------ Extracted data ------

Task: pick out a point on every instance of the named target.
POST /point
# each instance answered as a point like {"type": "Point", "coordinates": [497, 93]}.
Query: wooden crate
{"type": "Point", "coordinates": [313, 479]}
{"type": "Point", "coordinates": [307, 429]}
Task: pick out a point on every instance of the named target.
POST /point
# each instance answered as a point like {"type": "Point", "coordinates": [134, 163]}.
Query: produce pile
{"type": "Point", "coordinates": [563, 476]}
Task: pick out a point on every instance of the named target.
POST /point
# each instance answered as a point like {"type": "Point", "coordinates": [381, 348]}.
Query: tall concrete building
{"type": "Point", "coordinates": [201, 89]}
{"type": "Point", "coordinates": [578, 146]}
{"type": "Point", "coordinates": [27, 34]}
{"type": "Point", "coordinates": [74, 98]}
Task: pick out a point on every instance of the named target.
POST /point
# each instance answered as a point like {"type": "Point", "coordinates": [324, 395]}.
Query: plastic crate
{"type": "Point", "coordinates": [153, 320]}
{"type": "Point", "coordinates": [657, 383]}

------
------ Extracted data ------

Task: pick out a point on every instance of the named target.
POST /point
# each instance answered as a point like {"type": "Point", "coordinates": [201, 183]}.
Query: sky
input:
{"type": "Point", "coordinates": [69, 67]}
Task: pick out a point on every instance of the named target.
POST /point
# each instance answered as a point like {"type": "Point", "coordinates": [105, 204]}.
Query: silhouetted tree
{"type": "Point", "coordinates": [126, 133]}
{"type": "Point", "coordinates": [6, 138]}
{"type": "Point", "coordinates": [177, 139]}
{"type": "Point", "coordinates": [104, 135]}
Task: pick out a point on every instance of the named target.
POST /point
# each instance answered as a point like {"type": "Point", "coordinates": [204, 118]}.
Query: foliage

------

| Goal |
Return every line of the data above that contains the word "each", matching case.

| Final answer |
# each instance answered as a point like {"type": "Point", "coordinates": [497, 93]}.
# each instance answered as a point like {"type": "Point", "coordinates": [134, 163]}.
# each instance answered as a point like {"type": "Point", "coordinates": [381, 348]}.
# each instance answered as a point like {"type": "Point", "coordinates": [324, 395]}.
# each instance answered as a point like {"type": "Point", "coordinates": [201, 183]}.
# each instance answered as a point like {"type": "Point", "coordinates": [105, 204]}.
# each instance answered as a point like {"type": "Point", "coordinates": [204, 118]}.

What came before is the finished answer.